What you are asked to do:
Only an exact reprint of all the data is acceptable.

Material for this task:
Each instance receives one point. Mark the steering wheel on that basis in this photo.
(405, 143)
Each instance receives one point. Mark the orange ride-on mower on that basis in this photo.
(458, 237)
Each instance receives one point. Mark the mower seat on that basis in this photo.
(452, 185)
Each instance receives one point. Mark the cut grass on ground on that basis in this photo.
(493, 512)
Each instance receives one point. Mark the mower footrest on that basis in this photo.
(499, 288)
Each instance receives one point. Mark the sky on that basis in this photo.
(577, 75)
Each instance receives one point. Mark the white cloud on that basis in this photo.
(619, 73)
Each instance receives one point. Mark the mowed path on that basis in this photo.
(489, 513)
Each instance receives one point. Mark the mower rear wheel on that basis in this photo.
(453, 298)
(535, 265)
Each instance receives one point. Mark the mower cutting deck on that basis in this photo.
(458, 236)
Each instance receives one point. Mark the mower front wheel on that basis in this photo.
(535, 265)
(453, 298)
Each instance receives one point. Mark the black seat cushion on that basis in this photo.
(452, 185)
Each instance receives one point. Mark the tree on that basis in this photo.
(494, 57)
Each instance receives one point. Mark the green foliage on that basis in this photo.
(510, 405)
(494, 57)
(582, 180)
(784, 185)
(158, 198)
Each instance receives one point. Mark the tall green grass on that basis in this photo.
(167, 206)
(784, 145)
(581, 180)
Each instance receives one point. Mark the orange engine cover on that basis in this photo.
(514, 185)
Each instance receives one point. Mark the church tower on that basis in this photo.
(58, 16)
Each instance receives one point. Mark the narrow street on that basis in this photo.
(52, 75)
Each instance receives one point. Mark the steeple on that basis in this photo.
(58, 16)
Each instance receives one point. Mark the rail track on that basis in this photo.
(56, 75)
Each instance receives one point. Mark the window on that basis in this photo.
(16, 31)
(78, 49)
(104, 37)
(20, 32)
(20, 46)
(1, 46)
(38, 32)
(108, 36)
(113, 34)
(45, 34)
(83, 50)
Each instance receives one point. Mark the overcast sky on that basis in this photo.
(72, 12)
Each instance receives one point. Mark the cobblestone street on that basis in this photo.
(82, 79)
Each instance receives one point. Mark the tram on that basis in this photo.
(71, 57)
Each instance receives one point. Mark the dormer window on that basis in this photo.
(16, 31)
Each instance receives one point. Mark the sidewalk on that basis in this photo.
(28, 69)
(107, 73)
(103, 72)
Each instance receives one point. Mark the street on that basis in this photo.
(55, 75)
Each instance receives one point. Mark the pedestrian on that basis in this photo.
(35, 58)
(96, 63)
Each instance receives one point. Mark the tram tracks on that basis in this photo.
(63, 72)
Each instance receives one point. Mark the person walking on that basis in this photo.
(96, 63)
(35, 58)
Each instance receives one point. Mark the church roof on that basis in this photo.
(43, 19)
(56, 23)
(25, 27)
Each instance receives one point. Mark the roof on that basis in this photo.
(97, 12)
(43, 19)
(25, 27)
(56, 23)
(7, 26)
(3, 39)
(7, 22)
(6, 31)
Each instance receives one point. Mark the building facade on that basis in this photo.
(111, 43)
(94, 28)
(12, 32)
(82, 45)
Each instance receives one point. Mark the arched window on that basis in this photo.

Your response:
Each instance receives one point. Mark the steering wheel on that basis in this photo.
(405, 143)
Each instance receives one point. Mark the orange ride-on mower on that basis in this photo.
(458, 237)
Each instance receives one point. Mark the mower seat on that basis in this photo.
(452, 185)
Each instance receives one point. Mark the cut grass on ground on that basis in this photo.
(493, 512)
Each instance receives one point. Mark the mower footrest on that basis in this photo.
(499, 288)
Each instance receives one point. Mark the sky on that basis in this photo.
(577, 75)
Each instance receives one point. Mark the white cloud on that basis in this photo.
(619, 73)
Each instance receives one point. Mark the mowed path on that basis in this photo.
(489, 513)
Each instance receives one point. Mark the mower rear wheel on that basis in this photo.
(453, 298)
(535, 265)
Each instance receives one point. Mark the mower cutting deck on that basis in this photo.
(458, 236)
Each instance receives one point. Mark the mower front wheel on that basis in this photo.
(535, 265)
(453, 298)
Each instance receives one point. Mark the black seat cushion on that basis in this photo.
(452, 185)
Each instance receives one point. Mark the tree on that basis in this photo.
(494, 57)
Each instance receives one point. Mark the green foliage on that basis in this photo.
(510, 405)
(494, 57)
(582, 180)
(784, 185)
(158, 198)
Each instance receives one point. Mark the tall green grass on that basis in this photo.
(167, 206)
(784, 145)
(581, 180)
Each instance receives one point. Mark the orange engine cover on that basis in this photo.
(514, 185)
Each instance receives one point. Mark the church tower on that basis in this photo.
(58, 16)
Each instance receives one point. Mark the narrow street on that basis in this photo.
(52, 75)
Each instance receives one point. Mark the steeple on that basis in this photo.
(58, 16)
Each instance receives one point. Mark the rail track on that basis in this photo.
(56, 75)
Each instance receives one point. Mark the window on that basis in this photo.
(16, 31)
(78, 49)
(104, 37)
(20, 32)
(20, 46)
(1, 46)
(38, 32)
(108, 36)
(113, 34)
(45, 34)
(83, 50)
Each instance receives one point. Mark the overcast sky on that basis in this photo.
(72, 12)
Each instance receives one point. Mark the cobblestone street on that basis in this photo.
(82, 79)
Each instance receives one point. Mark the tram on that basis in this photo.
(71, 57)
Each instance receives one point. Mark the dormer window on that basis in this photo.
(16, 31)
Each instance receives one point. Mark the sidewalk on that basis in this photo.
(28, 69)
(107, 73)
(103, 72)
Each instance receives one point. Mark the street on that basis in this photo.
(55, 75)
Each instance receives one point. Mark the pedestrian on that basis in this photo.
(35, 58)
(96, 63)
Each instance receives one point. Mark the tram tracks on that basis in this photo.
(63, 72)
Each instance receives one point. Mark the person walking on that basis in this photo.
(96, 63)
(35, 58)
Each instance receives one point. Mark the church roof on that basis in this photo.
(43, 19)
(56, 23)
(25, 27)
Each instance receives one point. Mark the roof on that basis in this photo.
(97, 12)
(43, 19)
(25, 27)
(56, 23)
(7, 26)
(3, 39)
(7, 22)
(6, 31)
Each instance receives one point. Mark the building facade on that basis in this photo.
(111, 43)
(94, 28)
(12, 32)
(82, 45)
Each instance receives one point. Mark the arched window on that basis in this photo.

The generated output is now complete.